§ Instructions to follow
If a record holds a picture, leave the picture out and copy everything else exactly.
Start of Block
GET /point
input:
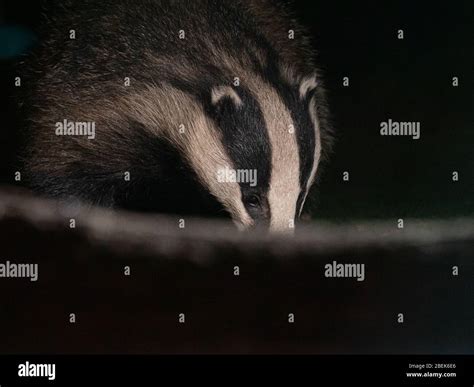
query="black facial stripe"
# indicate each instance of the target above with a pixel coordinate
(246, 140)
(300, 114)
End of Block
§ Solution for this exercise
GET /point
input:
query="black facial stripe"
# indicate each instance of the target above with a pixel coordinate
(246, 140)
(300, 114)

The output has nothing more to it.